Rispondi alle domande sul brano selezionato, una risposta per riga:
1. In che anno la Russia dimezzò i suoi acquisti di gas turkmeno?
2. Quanto chiese la compagnia russa al tribunale arbitrale nel 2016?
3. In quale mese e anno esplose l'oleodotto costruito nel 1975?

#### Brano selezionato

Così il ceo di Gazprom al termine dei colloqui con il presidente turkmeno Gurbanguly Berdymukhammedov, certo che quanto prima il colosso russo avvierà “negoziati concreti e sostanziali” sulla ripresa degli acquisti di gas turkmeno.
Ma se da un lato Miller ha evitato accuratamente di precisare quantitativi e cifre, dall’altro non si può non notare come in questa mossa vi sia la prospettiva moscovita di lanciare una ciambella di salvataggio al Turkmenistan, al momento agganciata a Pechino da accordi siglati al ribasso.
La svolta è datata 2015, quando la Russia disse stop al gas turkmeno dimezzandone i suoi acquisti: la prima conseguenza fu un rosso fisso sui conti del Paese che per questa ragione venne spinto tra le braccia di Pechino.
Tra l’altro nel 2016 la compagnia russa si è rivolta a un tribunale arbitrale e ha chiesto 5 miliardi di dollari per pagamenti in eccesso.
ESPLOSIONE
Nell’aprile del 2009 un oleodotto costruito nel 1975 esplose minando, di fatto fino a ieri, le esportazioni di gas turkmeno verso la Russia. In quelle ore il Turkmenistan accusò Mosca di aver “spento” il gasdotto, spinta dal monopolio russo delle esportazioni targate Gazprom che avrebbe tagliato le importazioni causando così l’incidente.
E osservò che le basse importazioni di gas rappresentavano una violazione unilaterale dei termini del contratto di fornitura di gas. In sostanza il forte cambiamento di pressione avrebbe causato la rottura di una condotta, il che secondo il Turkmenistan rappresentava una grave violazione delle regole di acquisto del gas. Ma Gazprom, negando il proprio coinvolgimento, sostenne che non vi erano basi per l’accusa.
Nello stesso mese vi fu un’altra esplosione simile: in Moldavia saltò in aria un gasdotto, così da ridurre fortemente le forniture di gas russo in Romania, Bulgaria e Turchia.

########
#### Materiale fornito

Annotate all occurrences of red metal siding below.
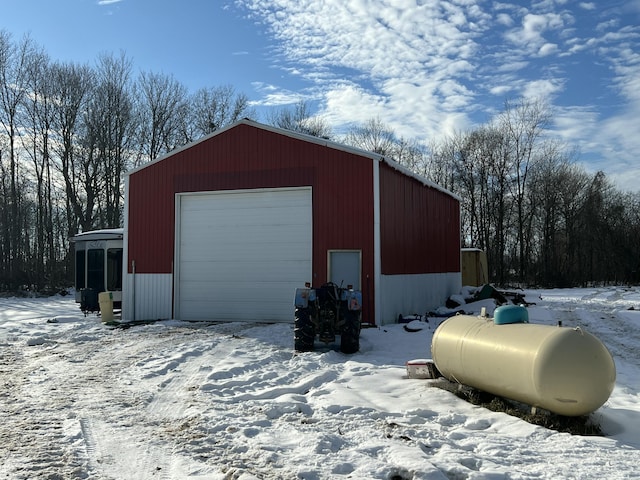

########

Soluzione scritta:
1. Nel 2015.
2. 5 miliardi di dollari per pagamenti in eccesso.
3. Nell'aprile del 2009.